- _AIM OF THE EXERCISE_
From the entries below, report only the number of lines that contain the word "helmet".

- _MATERIAL SUPPLIED_
Start of Block

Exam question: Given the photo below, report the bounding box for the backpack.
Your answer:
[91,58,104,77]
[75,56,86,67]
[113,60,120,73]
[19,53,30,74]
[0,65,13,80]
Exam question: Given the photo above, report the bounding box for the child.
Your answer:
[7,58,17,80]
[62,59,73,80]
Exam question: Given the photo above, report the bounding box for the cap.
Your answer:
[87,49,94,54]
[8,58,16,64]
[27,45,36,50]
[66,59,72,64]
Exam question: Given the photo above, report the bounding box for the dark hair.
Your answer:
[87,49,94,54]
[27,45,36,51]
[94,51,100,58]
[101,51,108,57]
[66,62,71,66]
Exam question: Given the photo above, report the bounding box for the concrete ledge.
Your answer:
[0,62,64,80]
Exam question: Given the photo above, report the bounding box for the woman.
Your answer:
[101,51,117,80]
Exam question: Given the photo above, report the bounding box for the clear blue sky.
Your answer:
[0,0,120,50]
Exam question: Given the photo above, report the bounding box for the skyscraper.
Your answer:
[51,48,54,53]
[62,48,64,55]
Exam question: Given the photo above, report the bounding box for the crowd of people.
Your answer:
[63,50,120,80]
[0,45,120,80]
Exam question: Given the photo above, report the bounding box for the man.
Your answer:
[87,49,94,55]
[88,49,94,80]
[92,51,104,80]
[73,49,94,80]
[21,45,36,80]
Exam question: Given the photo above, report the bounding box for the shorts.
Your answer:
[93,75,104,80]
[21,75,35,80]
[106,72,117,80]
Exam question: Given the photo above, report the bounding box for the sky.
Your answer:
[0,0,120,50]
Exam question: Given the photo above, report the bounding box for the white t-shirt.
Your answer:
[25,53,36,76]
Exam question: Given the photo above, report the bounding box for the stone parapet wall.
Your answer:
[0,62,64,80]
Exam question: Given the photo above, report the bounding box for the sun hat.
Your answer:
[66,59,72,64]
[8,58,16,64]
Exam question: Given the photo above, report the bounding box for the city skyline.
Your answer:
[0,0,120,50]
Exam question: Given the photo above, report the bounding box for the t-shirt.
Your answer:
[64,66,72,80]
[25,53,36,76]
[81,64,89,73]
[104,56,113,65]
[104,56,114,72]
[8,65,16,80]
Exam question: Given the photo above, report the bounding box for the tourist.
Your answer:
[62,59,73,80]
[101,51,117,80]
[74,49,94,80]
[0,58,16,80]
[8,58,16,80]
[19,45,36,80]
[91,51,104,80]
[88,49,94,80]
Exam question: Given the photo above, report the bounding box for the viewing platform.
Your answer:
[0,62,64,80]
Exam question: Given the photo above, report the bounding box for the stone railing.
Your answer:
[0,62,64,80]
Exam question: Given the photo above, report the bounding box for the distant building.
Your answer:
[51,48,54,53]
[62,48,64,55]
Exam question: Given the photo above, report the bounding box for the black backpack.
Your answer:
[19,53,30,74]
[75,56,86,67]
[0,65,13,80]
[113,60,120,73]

End of Block
Start of Block

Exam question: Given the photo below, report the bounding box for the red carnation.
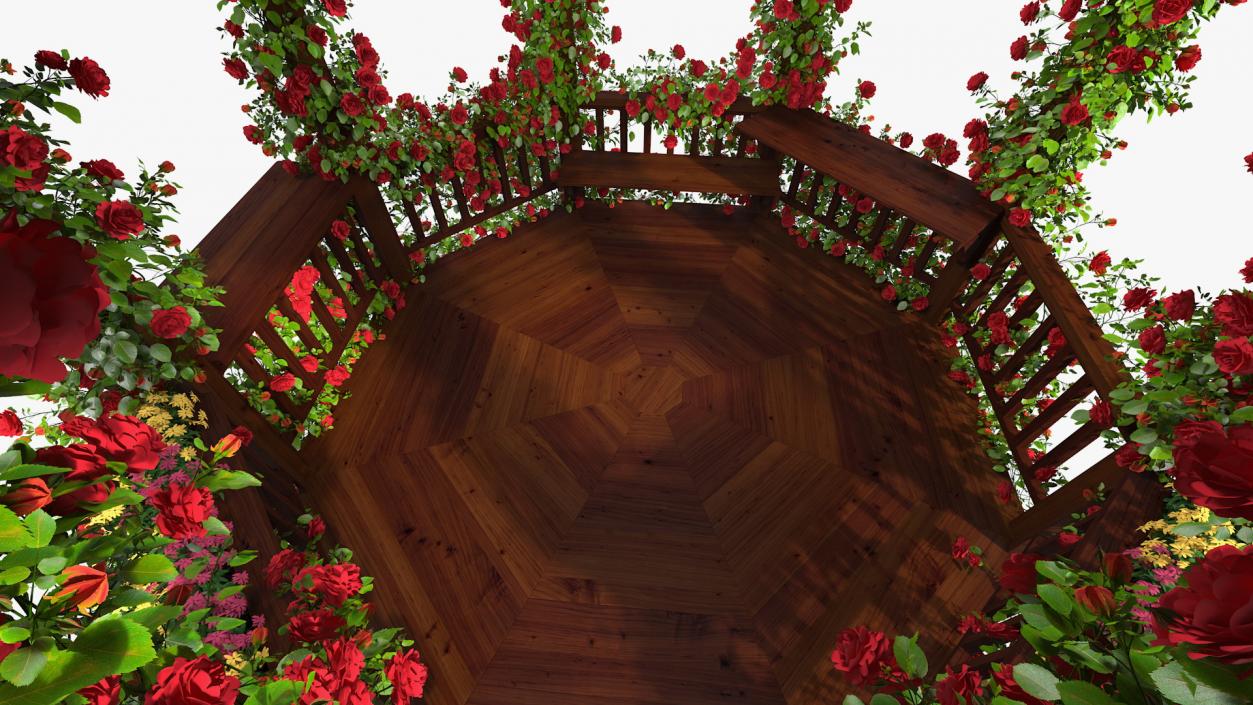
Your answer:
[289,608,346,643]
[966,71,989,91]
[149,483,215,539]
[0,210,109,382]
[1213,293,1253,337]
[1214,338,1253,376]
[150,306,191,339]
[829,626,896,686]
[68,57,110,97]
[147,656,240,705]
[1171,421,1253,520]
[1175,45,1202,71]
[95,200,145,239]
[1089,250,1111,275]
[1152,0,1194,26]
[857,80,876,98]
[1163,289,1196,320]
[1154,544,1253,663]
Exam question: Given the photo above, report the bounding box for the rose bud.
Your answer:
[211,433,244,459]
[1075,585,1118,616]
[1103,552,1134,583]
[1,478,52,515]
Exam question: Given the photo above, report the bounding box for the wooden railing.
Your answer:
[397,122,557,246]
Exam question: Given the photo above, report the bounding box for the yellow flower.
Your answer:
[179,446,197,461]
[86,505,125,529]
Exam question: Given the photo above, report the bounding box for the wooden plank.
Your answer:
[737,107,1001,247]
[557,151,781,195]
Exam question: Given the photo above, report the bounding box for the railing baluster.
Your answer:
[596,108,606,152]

End of Block
Start of Block

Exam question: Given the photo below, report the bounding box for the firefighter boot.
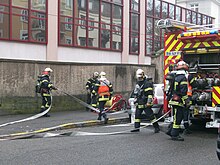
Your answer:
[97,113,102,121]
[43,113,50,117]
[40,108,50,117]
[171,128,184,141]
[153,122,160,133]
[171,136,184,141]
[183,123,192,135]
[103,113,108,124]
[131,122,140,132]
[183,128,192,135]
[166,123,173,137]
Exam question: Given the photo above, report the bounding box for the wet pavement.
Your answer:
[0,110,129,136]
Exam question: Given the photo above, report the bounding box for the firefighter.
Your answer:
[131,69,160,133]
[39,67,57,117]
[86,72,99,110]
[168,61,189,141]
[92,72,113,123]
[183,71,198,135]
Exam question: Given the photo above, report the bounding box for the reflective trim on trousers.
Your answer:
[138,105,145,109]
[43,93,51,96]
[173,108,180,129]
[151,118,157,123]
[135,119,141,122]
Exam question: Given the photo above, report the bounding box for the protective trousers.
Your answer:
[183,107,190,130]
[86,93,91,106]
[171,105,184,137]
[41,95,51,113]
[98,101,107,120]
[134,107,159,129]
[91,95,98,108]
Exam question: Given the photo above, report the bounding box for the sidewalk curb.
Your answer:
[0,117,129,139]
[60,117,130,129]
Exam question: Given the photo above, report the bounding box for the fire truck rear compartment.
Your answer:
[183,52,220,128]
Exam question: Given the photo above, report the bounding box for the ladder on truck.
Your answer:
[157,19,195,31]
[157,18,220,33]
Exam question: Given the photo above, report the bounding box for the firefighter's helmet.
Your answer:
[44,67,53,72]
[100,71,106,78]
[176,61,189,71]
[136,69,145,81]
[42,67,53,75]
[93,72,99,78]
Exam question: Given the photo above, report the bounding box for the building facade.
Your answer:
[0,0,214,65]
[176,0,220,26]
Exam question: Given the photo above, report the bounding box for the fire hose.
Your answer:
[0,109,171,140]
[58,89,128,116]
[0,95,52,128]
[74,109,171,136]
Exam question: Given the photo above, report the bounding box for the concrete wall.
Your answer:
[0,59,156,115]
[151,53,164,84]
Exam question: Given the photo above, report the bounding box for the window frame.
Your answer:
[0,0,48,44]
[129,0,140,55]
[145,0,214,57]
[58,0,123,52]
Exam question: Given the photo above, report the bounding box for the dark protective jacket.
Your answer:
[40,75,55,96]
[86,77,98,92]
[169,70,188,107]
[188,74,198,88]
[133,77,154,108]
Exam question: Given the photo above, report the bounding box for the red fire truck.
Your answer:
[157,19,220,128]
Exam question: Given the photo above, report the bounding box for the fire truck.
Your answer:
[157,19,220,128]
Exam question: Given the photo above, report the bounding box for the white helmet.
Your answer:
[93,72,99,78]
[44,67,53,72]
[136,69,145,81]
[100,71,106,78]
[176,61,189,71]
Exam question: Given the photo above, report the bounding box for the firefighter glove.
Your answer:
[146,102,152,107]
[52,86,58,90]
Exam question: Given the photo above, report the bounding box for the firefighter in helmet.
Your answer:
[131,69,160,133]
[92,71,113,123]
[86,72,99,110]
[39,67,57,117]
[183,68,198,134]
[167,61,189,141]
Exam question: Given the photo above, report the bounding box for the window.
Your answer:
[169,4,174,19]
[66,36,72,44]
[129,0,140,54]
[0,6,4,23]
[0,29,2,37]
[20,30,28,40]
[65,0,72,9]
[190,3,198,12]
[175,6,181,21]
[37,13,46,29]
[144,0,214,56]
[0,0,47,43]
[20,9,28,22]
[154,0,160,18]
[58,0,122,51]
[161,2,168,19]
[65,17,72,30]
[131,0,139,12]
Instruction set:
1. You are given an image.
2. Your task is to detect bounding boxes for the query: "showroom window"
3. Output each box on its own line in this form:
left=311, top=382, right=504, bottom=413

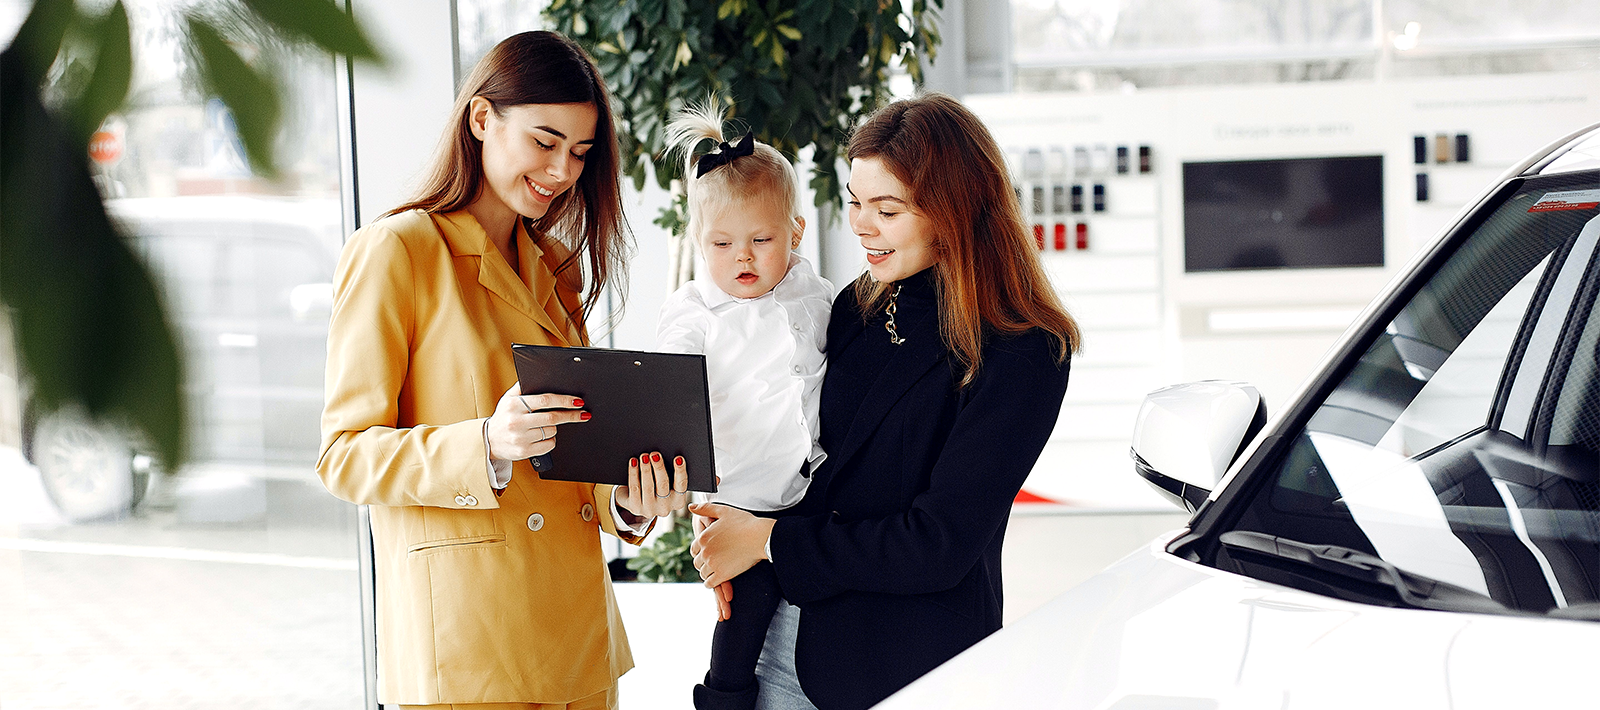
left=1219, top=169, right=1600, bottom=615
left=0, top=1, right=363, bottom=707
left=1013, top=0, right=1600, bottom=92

End of Block

- _RESPONSE TO THE TASK_
3